## WHAT YOU WILL DO
Which lines in the entries below contain the string "cloud"? List each of those lines in full, treating uppercase and lowercase letters as different.

** START **

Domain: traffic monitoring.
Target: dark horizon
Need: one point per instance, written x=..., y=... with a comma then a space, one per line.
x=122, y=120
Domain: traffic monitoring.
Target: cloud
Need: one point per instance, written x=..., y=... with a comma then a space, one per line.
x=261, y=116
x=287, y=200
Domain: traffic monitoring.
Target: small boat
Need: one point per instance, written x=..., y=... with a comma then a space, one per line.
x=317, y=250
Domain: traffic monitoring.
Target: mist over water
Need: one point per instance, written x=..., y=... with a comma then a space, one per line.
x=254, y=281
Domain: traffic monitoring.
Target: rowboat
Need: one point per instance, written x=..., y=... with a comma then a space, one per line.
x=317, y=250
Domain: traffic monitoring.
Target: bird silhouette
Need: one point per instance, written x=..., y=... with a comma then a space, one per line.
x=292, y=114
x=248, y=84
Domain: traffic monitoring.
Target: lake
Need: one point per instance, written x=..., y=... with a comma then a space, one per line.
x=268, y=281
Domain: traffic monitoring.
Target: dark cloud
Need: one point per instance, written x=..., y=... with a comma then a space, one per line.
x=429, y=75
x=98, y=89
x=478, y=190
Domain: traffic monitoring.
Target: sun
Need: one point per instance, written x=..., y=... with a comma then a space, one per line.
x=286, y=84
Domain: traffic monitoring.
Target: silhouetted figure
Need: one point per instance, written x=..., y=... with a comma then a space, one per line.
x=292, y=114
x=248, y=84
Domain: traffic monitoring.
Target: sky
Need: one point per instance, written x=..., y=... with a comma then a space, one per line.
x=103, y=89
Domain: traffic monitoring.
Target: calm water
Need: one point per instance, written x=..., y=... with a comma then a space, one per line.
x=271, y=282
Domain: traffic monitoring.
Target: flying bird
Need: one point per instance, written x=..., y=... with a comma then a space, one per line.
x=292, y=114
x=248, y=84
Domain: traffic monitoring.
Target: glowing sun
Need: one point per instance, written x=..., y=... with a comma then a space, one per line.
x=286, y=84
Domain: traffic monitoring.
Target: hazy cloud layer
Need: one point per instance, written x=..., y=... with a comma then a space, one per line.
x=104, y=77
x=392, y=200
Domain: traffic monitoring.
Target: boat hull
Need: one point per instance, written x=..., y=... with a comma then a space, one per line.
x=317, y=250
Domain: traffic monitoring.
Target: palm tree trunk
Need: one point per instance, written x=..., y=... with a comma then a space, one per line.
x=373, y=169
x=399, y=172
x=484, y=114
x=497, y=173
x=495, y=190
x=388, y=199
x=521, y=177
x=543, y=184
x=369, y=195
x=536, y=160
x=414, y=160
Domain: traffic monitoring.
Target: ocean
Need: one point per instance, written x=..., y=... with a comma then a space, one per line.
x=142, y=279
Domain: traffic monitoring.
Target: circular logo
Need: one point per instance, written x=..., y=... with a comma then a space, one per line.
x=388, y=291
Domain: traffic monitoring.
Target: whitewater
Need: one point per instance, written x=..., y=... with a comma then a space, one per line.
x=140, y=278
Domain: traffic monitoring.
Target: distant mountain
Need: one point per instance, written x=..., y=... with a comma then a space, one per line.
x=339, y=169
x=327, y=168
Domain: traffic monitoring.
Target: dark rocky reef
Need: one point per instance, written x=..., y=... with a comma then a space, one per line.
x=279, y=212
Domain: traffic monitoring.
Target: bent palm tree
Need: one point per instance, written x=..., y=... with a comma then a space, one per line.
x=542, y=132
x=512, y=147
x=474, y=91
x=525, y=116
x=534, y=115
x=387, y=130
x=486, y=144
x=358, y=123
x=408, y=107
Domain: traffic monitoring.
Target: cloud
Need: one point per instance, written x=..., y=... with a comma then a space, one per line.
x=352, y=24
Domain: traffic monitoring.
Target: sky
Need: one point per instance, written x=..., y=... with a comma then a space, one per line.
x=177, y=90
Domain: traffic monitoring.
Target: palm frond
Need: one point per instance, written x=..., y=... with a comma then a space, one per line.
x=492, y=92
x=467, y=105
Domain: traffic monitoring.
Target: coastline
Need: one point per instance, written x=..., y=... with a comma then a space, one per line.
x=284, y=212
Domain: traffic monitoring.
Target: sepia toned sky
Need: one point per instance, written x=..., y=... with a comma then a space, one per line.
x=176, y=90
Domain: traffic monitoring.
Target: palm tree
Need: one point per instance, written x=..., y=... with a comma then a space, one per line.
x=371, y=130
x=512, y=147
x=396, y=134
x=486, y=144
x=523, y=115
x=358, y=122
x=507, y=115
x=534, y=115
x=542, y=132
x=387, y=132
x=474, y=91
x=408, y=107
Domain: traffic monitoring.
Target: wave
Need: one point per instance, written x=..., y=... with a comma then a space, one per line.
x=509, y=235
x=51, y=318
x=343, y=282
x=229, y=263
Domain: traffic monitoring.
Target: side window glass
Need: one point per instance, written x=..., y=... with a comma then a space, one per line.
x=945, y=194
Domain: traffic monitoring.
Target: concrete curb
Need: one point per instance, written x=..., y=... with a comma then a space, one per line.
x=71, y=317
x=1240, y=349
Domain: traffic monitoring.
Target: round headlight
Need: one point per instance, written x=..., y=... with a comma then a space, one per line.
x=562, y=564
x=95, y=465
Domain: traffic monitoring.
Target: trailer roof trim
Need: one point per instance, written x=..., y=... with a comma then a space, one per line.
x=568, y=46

** END **

## SOLUTION TO THIS PROBLEM
Target: cloud
Target: dark cloud
Target: hazy cloud layer
Target: cloud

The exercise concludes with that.